**Extracted data:**

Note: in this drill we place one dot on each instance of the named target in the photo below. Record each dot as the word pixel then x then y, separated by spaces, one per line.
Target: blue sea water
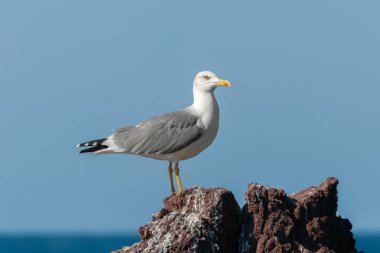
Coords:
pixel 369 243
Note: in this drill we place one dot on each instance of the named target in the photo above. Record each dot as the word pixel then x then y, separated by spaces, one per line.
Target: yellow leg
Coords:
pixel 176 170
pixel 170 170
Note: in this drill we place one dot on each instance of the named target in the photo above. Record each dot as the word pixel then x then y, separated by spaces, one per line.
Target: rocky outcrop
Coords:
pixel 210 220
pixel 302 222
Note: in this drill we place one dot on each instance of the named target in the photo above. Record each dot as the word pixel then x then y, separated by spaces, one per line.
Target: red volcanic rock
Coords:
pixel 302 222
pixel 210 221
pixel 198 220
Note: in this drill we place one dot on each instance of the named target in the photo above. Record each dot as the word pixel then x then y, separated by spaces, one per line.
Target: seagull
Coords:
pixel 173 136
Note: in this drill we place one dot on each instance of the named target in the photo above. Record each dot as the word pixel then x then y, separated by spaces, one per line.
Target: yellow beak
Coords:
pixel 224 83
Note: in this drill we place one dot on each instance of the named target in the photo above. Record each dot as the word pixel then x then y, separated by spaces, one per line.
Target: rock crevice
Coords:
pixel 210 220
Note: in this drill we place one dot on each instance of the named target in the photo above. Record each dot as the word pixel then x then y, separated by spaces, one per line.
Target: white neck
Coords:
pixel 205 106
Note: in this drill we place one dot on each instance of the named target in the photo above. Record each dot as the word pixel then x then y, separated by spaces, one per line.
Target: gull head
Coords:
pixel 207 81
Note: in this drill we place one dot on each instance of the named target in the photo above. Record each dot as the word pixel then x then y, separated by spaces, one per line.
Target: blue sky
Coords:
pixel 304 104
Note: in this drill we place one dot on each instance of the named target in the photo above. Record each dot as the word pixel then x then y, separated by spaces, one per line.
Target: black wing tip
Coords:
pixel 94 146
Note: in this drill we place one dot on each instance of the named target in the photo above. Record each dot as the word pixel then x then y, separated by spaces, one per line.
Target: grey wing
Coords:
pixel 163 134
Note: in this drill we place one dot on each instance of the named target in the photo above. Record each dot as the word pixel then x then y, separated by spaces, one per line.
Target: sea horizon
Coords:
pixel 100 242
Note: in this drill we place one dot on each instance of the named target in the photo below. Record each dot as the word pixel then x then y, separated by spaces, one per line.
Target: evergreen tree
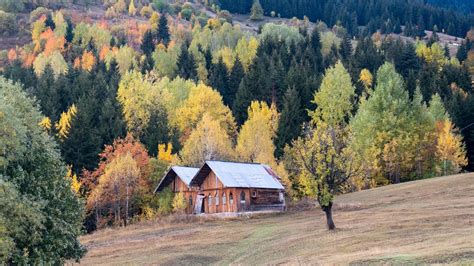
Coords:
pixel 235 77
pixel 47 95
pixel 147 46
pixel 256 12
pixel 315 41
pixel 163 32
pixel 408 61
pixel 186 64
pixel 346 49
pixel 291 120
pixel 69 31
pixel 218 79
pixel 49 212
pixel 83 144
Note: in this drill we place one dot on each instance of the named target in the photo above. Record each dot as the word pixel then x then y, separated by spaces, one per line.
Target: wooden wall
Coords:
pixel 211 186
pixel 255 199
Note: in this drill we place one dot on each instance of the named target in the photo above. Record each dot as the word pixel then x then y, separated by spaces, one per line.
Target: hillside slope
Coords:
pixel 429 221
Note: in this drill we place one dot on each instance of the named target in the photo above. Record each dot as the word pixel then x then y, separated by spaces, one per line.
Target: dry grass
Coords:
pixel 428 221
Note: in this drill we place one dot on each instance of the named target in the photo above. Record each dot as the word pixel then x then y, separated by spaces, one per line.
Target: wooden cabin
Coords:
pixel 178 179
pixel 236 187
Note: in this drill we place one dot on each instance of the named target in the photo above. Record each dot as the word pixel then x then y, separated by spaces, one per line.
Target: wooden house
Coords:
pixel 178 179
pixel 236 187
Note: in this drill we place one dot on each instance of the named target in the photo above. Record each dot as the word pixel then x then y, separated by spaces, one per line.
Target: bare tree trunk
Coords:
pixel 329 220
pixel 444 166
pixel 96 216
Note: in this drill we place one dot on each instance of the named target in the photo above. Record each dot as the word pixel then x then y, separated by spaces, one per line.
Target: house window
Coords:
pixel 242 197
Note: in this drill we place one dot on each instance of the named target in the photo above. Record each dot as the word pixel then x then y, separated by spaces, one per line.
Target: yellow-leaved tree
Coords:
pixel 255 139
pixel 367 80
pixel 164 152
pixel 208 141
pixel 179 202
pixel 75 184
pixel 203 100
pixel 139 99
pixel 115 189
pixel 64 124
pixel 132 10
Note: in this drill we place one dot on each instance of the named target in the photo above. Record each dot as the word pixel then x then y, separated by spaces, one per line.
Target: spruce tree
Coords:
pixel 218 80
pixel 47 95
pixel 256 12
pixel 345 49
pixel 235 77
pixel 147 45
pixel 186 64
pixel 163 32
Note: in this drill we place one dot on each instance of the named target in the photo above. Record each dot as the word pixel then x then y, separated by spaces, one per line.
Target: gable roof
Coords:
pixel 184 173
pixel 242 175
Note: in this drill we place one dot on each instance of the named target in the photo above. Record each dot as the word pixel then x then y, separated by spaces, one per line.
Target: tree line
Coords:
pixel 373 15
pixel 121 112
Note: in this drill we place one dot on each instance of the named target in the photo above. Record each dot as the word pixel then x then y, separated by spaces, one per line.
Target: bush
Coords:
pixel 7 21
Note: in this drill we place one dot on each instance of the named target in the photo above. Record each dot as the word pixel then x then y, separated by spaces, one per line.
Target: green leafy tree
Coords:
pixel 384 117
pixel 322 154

**Work to be completed:** In the copy, include no pictures; restate the listing above exactly.

**Result of the exercise:**
Note: in this drill we place one dot on each instance of the named target in the photo below. Record each dot as the word pixel then x then y, separated by spaces, one per line.
Target: blue sea water
Coords:
pixel 369 243
Note: in this drill we place one dot on each instance of the named target in the photo above. Record each dot as the word pixel then x then y, separated by spaces, one per line.
Target: yellow leg
Coords:
pixel 176 170
pixel 170 170
Note: in this drill we place one dot on each instance of the named target in the photo above. Record each dot as the word pixel then x then y, separated by spaces, one per line.
Target: rocky outcrop
Coords:
pixel 210 220
pixel 302 222
Note: in this drill we place one dot on each instance of the named target in the photo above. Record each dot as the word pixel then x then y, separated by spaces, one per line.
Target: red volcanic rock
Coords:
pixel 302 222
pixel 210 221
pixel 198 220
Note: in this drill we place one dot on each instance of the named target in the photo above. Record each dot as the word pixel then x then y, separated by spaces, one per line.
Target: seagull
Coords:
pixel 173 136
Note: in this drill we place one dot on each instance of the named target in the photo above. Record each dot as the word pixel then x then y, separated by spaces, one per line.
Target: yellow beak
Coords:
pixel 224 83
Note: in this drill we place one dot on each instance of the named target in the photo above. Record each dot as the word pixel then x then y, separated by spaces, one per line.
Target: rock crevice
Coords:
pixel 210 220
Note: in this drill we place one dot on each instance of the named target in the photo above. Record each dot as the word pixel then x then y, separated by spaces, one per line.
Target: white neck
Coords:
pixel 205 106
Note: in this drill we place one dot on each instance of the named target in the photo above. Record each dot as the word pixel then x then y, separated by spaces, one per line.
Target: gull head
Coords:
pixel 207 81
Note: in this drill we place one dot on each instance of the named target in the photo above. Record each dot as the word pixel then x then y, separated by spaces, one per line.
Target: blue sky
Coords:
pixel 304 104
Note: in this drill we place one dot on each instance of the named target in the photo above. Record each dot as the word pixel then x then y, separated by spaces, one per line.
Target: black wing tip
Coords:
pixel 94 146
Note: in this drill we place one dot on each instance of the named target in the photo above. Record each dot as the word pixel then x then y, separated by spaces, one per line.
Target: grey wing
Coords:
pixel 163 134
Note: in this drill we place one dot on each instance of the named target in the photo above. Record each dot as the word pixel then x then y, separated by spaces, one per line.
Target: sea horizon
Coords:
pixel 100 242
Note: in this drill we place one dot on each instance of the named target in the photo below. Record each dot as the word pixel then x then y, separated by spaces, one per line.
Target: evergreen tree
Coords:
pixel 235 77
pixel 47 95
pixel 147 46
pixel 256 12
pixel 315 41
pixel 163 32
pixel 408 61
pixel 186 64
pixel 346 49
pixel 291 120
pixel 69 31
pixel 218 79
pixel 49 212
pixel 83 144
Note: in this drill we place one dot on each instance of the named target in the photo above. Record each dot as the word pixel then x then y, separated by spaces, one per line.
Target: wooden wall
Coords:
pixel 211 186
pixel 255 199
Note: in this drill we place one dot on each instance of the named target in the photo above. Record each dot as the word pixel then x then y, separated by spaces, one per line.
Target: hillside slope
Coords:
pixel 429 221
Note: in this drill we place one dot on each instance of the named target in the photo above. Record each dot as the word pixel then x then y, separated by spaces, one per line.
Target: dry grass
Coords:
pixel 428 221
Note: in this drill we place one dot on each instance of the named target in the photo above. Record each dot as the word pixel then x then y, separated by spaces, one per line.
Target: wooden cabin
Coords:
pixel 178 179
pixel 236 187
Note: in this drill we place one dot on each instance of the named target in the photo above. Record each dot as the word pixel then x then y, separated by spaces, one per line.
Target: wooden house
Coords:
pixel 178 179
pixel 236 187
Note: in this drill we place one dot on each instance of the named target in the photo above. Record each dot as the word pixel then x then y, separated by spaces, one per line.
Target: bare tree trunk
Coords:
pixel 329 220
pixel 444 166
pixel 96 216
Note: in this drill we place one dot on each instance of the named target in the photo above. Record each dot as the word pixel then x then y, separated by spaces, one per line.
Target: house window
Coords:
pixel 242 197
Note: in this drill we place one dot on each instance of the named target in the photo above. Record each dot as the word pixel then x then y, separated by spaces, one per line.
Target: yellow-leaved tree
Coords:
pixel 255 139
pixel 367 80
pixel 164 152
pixel 208 141
pixel 179 202
pixel 75 184
pixel 203 100
pixel 139 99
pixel 115 189
pixel 64 124
pixel 132 10
Note: in this drill we place one dot on each instance of the named target in the photo above. Record each dot as the word pixel then x then y, separated by spaces, one per line.
Target: spruce tree
Coords:
pixel 218 80
pixel 47 95
pixel 256 12
pixel 345 49
pixel 235 77
pixel 147 45
pixel 186 64
pixel 163 32
Note: in this drill we place one dot on each instance of the named target in the photo above. Record each dot as the word pixel then x then y, separated by spaces, one per line.
Target: gable roof
Coords:
pixel 184 173
pixel 242 175
Note: in this drill we place one dot on each instance of the named target in the photo above. Record each dot as the word pixel then x then y, separated by spaces, one per line.
Target: tree line
Coords:
pixel 373 15
pixel 121 112
Note: in this drill we place one dot on each instance of the named target in the photo above. Record each dot as the word pixel then x then y, separated by spaces, one per line.
Target: bush
Coords:
pixel 7 21
Note: in this drill we place one dot on each instance of the named target in the photo above. Record each dot as the word pixel then x then y, separated by spaces, one per line.
Target: green leafy tree
Coords:
pixel 384 117
pixel 322 154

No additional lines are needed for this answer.